- Instruction: Transcribe the part of the forum thread on refining precious metals starting with "I recommend starting" and going on through "of my post.".

- Provided text:
Thanks for the reply's guys much appreciated.

I am hoping this won't be a one off and I will bE doing this on a regular basis, fingers crossed.

I have shopped around and I agree that what I have been offered is very fair but I would like to know a way to maximise the price for the gold and the palladium.

Has anybody had any experience in separating the metals?
Any advice on how to start or where to go for help ?

Again thanks


----------



## FrugalRefiner (Oct 16, 2016)

Well, as Barren said above, this is the best place to learn the art of refining.

I recommend starting with C. M. Hoke's book, Refining Precious Metal Wastes. It is written in layman's terms, and will give you a good introduction to the principals of refining. You'll find links in my signature line at the bottom of my post.

I created a thread a while back called Tips for Navigating and Posting on the Forum. It will get you familiar with how the forum works and provides some suggestions for searching and getting the most out of your time here. The forum software was updated a few months ago, and the options for "board style" changed. I haven't had the time to update that portion yet, but most of the rest of the thread is still relevant. Be sure to follow the link to lazersteve's Guided Tour of the forum, as it includes many more helpful links.

Before you dive into any of the processes you read about, spend a lot of time in the Safety section. Everything we do is hazardous, and you need to understand the risks and how to minimize them before you begin. You also need to know how to deal with the hazardous wastes you'll create in the process.

- Data excerpt:
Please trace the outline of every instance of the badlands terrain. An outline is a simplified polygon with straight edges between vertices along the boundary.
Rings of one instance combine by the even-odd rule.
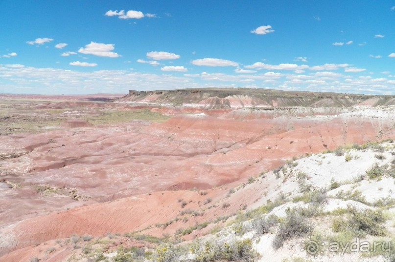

- Correct result:
I recommend starting with C. M. Hoke's book, Refining Precious Metal Wastes. It is written in layman's terms, and will give you a good introduction to the principals of refining. You'll find links in my signature line at the bottom of my post.